My grandparents were right to worry. He was often unemployed, and he was often drunk. Fueled by deeply rooted generational alcoholism and feeling stuck in the wrong life, he convinced himself that we would be better off without him.  His affair broke my mother’s heart and eventually he left us. The loss nearly broke my poor mother in half. Her sadness was so wide and deep that had it not been for the neediness of a newborn she might possibly have never gotten up. If my memory is correct, there were a few attempts at weekend fathering. I have a blurry memory of an awkward visit to the apartment he shared with his girlfriend. My sister saw a red high heel pump on the floor of his bedroom and thought to herself “That is so weird. Why would that be there?” There was a breakfast at IHOP which I remembered because we were much too poor to ever eat in restaurants. I was fascinated by all the syrup choices, finally settling on blueberry. There was a trip to an arcade, a movie and ice cream, all the typical divorced dad weekend activities. But time with us was time away from his new girlfriend and probably more difficult, it was time he had to be sober, which in those days was not easy for him. Eventually but not unexpectedly the visits, calls and contact dwindled into nothingness and he was gone. Through the years I would sometimes hear a Neil Diamond song or see some other random thing that would remind me of him, and a memory would surface. I’d push it back down, return it to the place in my mind for things too painful to think about. When I try to conjure childhood memories now it’s images from pictures that I see.  Familiar photographs have replaced my actual memories of him. I cannot find anything three dimensional no matter how hard I try. He had become a face in old pictures and a song I once knew.

For my family, my mother, her four stunned children and newborn baby, his leaving thrust us into immediate poverty, homelessness, food insecurity, and trauma. Unbeknownst to my mother we were months behind on rent and there was very little food in the cabinets or money in the bank. One day a letter arrived from my father. It contained a partial child support payment with the promise to send more when he could. My sister says “I remember this very clearly because I sat at the kitchen table and watched our mother fall apart. It was the most traumatizing moment of my childhood. She sobbed over the phone to multiple people that her children would starve.” She was twenty nine years old and had never written a check or driven a car. 

For me, his leaving forced me into premature adulthood and responsibilities beyond my years. By the time I was ten or eleven I was babysitting my siblings and cooking meals. By age fourteen I was working at an Italian Beef sandwich shop to help feed the family. If you have never eaten an authentic Chicago Italian Beef sandwich, well, I feel sorry for you. I was in a program where I only took core subjects and then left school to go to work. I worked the legal maximum number of hours I was allowed to work for my age and I signed my check over to my mother to buy groceries and whatever else we needed. I illegally worked extra hours on a second time card and was paid in cash. My mother didn’t take the cash, either because she wanted me to have something for myself or because she didn’t know about it, I don’t remember. Sometimes I bought myself a record, at the shop across the street, but more often than not I would spend it on shoes or a toy for one of my siblings.  A year later my fourteen year old sister also started working. With both of us girls contributing, my mother’s minimum wage job, housing assistance, help from family and friends and the literal kindness of strangers we survived. There were times we ate day old bread for dinner or didn’t eat dinner at all, but we got by. I think we all had a touch of PTSD from the abandonment but I do have happy memories from that time. We did the things children do. We played, we fought, we cried, we laughed. My mother made sure we still had a childhood rich in the things that mattered, family, friends and plenty of love.

▶ [Dataset]
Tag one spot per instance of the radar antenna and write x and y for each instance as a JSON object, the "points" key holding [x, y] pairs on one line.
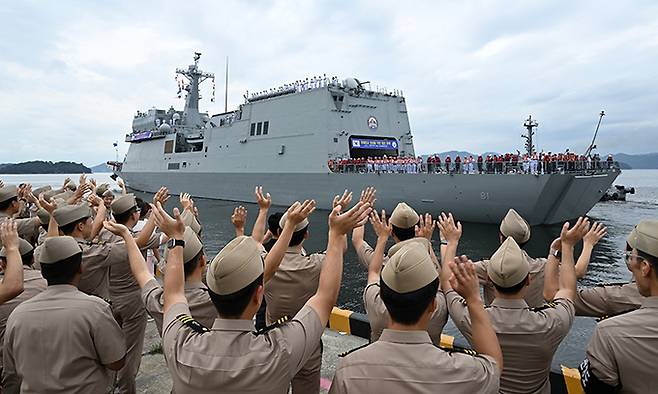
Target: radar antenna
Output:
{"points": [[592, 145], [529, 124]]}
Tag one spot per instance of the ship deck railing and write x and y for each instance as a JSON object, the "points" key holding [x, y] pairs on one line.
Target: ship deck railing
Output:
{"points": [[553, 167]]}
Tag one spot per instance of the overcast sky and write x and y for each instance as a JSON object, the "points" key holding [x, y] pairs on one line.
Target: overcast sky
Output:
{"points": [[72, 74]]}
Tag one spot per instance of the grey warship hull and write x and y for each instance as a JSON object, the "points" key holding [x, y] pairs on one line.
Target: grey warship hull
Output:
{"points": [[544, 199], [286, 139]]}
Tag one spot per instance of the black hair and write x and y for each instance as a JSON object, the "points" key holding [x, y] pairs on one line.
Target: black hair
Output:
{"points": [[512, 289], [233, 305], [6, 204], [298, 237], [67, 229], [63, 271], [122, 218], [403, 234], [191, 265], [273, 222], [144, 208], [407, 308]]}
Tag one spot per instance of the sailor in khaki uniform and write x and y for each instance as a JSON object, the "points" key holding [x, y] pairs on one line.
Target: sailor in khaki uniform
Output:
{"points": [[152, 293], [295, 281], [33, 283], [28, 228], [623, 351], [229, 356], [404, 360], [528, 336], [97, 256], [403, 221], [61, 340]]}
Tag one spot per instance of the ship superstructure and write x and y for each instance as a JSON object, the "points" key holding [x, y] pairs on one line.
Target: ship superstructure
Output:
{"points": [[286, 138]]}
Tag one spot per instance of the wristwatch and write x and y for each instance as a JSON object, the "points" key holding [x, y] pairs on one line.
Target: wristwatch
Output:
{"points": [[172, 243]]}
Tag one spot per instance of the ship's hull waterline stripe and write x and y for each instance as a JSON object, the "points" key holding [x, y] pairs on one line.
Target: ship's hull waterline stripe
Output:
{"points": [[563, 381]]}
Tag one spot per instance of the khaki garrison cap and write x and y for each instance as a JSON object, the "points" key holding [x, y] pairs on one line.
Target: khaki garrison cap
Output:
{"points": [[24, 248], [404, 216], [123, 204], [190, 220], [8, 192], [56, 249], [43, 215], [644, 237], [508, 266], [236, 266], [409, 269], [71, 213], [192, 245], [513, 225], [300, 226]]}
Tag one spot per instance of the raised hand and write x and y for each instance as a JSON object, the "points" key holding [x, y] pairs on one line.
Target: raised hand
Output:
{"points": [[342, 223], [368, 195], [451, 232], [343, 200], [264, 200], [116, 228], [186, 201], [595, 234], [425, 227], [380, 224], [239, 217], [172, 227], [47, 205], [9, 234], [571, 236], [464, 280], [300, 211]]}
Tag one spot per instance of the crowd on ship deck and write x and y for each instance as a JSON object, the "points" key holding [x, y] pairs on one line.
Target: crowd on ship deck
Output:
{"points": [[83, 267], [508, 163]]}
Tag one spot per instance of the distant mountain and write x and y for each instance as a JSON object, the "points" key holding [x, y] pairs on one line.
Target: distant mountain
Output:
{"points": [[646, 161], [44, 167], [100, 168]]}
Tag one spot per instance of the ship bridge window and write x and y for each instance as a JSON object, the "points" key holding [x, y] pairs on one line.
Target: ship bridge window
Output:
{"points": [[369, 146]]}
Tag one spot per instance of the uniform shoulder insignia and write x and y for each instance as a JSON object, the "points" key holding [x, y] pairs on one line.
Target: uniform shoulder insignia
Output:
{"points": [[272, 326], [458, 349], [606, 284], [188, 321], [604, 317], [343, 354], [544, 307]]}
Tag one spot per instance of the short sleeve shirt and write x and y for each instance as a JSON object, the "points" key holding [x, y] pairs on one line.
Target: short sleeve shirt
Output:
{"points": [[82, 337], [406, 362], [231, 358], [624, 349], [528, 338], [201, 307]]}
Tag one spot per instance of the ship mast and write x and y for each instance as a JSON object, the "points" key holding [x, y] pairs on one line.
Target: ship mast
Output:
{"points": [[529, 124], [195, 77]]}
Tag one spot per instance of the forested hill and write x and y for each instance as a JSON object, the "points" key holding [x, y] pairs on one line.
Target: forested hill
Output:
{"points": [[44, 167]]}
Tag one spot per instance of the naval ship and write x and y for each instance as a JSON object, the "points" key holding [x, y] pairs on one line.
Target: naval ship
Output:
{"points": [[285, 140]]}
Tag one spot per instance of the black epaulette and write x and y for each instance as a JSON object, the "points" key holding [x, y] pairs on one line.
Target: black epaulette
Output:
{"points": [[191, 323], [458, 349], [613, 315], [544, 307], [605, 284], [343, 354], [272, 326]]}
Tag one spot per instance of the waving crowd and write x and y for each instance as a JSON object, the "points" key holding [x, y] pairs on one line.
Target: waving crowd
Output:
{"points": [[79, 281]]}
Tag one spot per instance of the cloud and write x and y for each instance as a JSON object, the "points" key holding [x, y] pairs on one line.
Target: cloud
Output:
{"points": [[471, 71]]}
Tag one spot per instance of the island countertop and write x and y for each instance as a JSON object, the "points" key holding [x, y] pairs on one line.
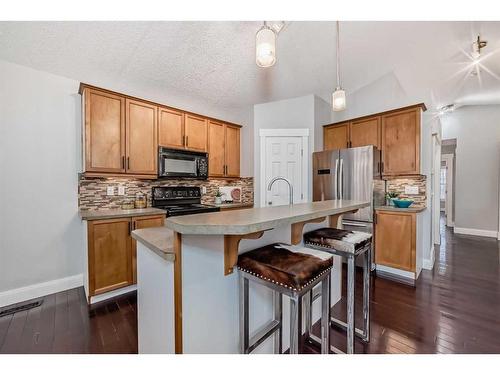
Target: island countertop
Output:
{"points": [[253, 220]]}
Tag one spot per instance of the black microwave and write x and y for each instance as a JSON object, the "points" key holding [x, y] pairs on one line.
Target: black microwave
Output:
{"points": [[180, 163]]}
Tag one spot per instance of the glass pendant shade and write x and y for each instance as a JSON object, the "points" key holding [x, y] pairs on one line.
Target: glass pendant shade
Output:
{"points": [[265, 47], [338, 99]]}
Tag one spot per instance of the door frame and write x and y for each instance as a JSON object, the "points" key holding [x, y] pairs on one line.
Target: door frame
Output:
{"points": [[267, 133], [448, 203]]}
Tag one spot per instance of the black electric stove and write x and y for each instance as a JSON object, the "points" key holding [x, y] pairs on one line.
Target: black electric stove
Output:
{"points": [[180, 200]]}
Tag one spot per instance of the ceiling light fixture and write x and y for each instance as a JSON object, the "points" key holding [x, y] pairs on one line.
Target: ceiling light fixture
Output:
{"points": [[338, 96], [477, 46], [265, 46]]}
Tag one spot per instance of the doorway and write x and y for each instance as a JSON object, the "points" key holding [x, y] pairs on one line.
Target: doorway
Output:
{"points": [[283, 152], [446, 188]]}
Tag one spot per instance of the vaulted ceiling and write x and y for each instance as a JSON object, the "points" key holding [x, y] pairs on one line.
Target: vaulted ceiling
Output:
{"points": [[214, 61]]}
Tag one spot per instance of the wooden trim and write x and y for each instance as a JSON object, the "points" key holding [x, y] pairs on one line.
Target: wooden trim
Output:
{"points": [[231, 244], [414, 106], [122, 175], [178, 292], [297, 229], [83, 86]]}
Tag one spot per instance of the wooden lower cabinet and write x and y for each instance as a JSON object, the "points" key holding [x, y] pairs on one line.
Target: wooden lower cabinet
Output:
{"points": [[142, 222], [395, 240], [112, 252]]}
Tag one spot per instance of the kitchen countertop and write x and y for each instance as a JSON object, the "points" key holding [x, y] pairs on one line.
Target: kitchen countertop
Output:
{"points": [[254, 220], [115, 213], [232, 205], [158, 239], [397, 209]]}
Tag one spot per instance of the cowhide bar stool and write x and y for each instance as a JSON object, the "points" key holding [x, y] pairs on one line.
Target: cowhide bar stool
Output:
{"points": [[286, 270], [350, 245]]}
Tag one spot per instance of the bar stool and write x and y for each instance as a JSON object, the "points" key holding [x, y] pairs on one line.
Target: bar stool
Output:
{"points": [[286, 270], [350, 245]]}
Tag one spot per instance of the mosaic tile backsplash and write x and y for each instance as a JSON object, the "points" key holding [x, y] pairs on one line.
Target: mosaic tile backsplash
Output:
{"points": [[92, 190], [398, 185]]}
==
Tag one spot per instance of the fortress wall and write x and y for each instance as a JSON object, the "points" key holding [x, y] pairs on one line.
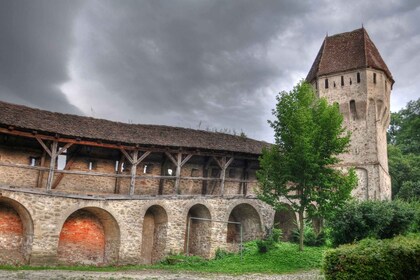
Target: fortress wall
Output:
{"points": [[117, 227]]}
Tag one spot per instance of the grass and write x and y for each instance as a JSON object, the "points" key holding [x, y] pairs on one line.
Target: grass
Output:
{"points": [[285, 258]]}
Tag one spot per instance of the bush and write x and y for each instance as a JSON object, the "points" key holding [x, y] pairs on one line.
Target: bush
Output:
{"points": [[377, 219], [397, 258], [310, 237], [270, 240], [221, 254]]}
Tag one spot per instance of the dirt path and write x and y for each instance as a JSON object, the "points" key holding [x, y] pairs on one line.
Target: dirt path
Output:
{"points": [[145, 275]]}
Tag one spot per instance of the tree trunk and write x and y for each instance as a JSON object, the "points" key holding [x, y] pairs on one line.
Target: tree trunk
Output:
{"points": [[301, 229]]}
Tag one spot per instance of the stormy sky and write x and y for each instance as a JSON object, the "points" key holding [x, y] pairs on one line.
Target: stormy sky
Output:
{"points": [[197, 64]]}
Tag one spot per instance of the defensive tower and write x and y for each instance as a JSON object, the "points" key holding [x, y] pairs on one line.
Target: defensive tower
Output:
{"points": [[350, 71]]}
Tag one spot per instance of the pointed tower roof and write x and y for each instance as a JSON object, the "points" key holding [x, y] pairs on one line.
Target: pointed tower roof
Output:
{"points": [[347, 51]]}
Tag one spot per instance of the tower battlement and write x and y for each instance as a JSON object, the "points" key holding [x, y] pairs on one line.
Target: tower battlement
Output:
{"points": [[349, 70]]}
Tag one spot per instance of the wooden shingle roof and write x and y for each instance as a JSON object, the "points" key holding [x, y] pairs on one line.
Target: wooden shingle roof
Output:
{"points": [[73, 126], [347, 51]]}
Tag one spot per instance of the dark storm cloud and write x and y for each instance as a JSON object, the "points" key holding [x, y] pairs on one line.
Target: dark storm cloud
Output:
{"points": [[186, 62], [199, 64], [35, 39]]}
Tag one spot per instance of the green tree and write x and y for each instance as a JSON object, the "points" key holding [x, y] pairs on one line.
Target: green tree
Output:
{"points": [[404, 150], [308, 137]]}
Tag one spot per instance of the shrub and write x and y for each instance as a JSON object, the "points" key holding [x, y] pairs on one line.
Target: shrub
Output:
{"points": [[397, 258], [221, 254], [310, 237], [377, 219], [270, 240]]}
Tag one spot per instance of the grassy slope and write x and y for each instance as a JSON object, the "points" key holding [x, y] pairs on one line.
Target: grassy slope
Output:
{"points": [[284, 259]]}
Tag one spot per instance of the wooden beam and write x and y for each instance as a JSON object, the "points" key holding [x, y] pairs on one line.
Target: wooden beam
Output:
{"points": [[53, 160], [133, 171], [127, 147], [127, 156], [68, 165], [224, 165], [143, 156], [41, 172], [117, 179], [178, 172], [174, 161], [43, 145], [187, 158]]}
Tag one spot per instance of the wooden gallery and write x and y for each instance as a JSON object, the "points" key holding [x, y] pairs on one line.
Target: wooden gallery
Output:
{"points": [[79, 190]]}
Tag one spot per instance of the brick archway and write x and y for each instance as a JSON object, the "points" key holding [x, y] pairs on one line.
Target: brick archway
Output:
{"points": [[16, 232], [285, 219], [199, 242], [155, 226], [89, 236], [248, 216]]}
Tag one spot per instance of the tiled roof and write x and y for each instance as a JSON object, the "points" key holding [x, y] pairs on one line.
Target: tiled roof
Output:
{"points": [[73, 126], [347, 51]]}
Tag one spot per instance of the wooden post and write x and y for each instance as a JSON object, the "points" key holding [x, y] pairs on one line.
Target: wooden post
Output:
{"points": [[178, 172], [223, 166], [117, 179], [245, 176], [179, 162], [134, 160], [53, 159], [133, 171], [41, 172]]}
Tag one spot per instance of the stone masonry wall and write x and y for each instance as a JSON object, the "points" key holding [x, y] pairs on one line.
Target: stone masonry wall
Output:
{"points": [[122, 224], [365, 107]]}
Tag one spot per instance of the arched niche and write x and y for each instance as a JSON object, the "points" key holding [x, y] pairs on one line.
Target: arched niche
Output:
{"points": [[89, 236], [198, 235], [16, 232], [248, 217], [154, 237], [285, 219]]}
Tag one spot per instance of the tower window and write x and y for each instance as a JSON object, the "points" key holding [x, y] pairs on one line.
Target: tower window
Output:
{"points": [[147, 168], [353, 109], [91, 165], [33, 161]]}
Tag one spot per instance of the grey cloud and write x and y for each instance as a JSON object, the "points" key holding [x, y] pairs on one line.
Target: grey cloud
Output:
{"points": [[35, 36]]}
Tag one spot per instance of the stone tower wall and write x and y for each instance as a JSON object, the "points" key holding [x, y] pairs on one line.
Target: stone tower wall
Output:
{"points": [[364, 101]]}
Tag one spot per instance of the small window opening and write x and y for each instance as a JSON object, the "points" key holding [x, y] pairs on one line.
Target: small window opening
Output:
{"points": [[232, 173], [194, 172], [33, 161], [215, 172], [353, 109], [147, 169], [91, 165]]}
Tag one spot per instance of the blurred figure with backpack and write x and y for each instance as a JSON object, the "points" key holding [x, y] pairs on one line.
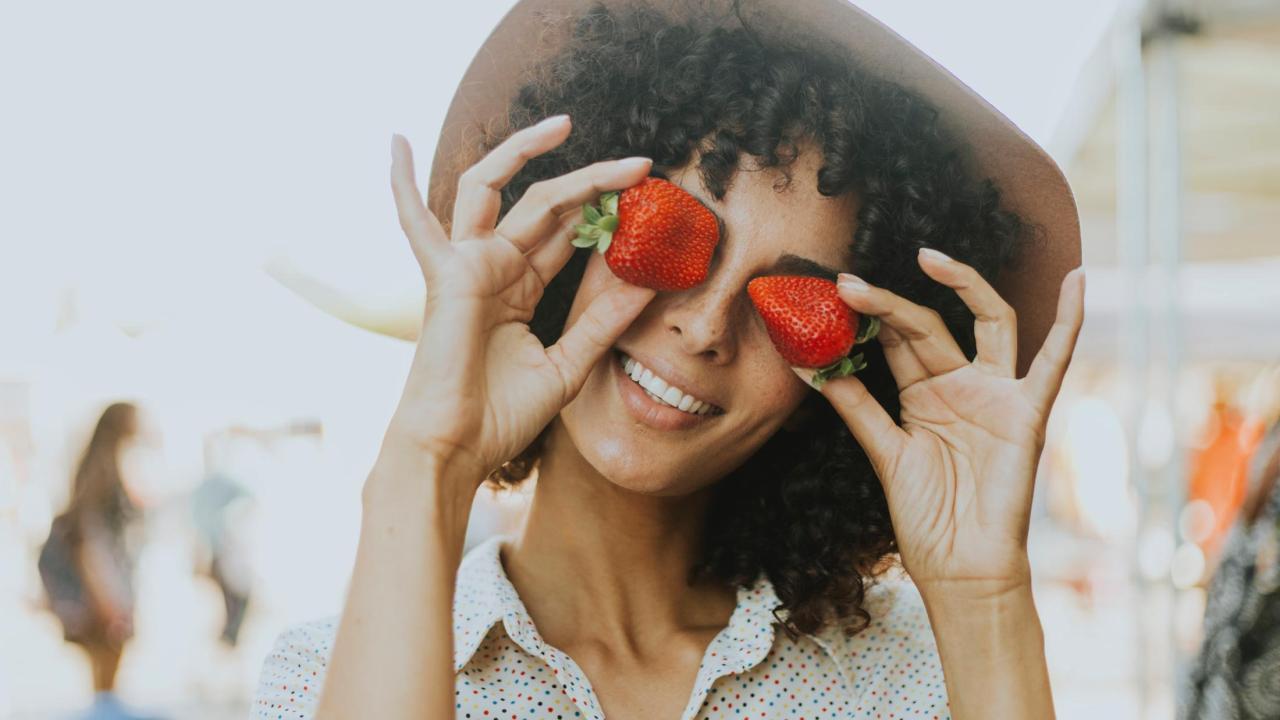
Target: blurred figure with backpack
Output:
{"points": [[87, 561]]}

▶ [Instructions]
A: Answer these questions about the memoir excerpt, one line each, marking your answers (i), (ii) and (iii):
(i) Which syrup did the narrator settle on at IHOP?
(ii) How old was the mother, according to the paragraph that begins "For my family, my mother"?
(iii) At what kind of business was the narrator working by age fourteen?
B: Turn the paragraph of the memoir excerpt that begins "For my family, my mother" into a short bulleted list that keeps its main facts.

▶ [Outputs in order]
A:
(i) Blueberry.
(ii) Twenty-nine.
(iii) An Italian Beef sandwich shop.

B:
- The father's leaving pushed the mother, her four children and her newborn baby into immediate poverty, homelessness, food insecurity and trauma.
- Without the mother knowing, the family was months behind on rent and had little food in the cabinets or money in the bank.
- A letter from the father brought a partial child support payment and a promise to send more when he could.
- The narrator's sister remembers watching their mother fall apart at the kitchen table. The mother sobbed over the phone to several people that her children would starve. The sister calls it the most traumatizing moment of her childhood.
- The mother was twenty-nine and had never written a check or driven a car.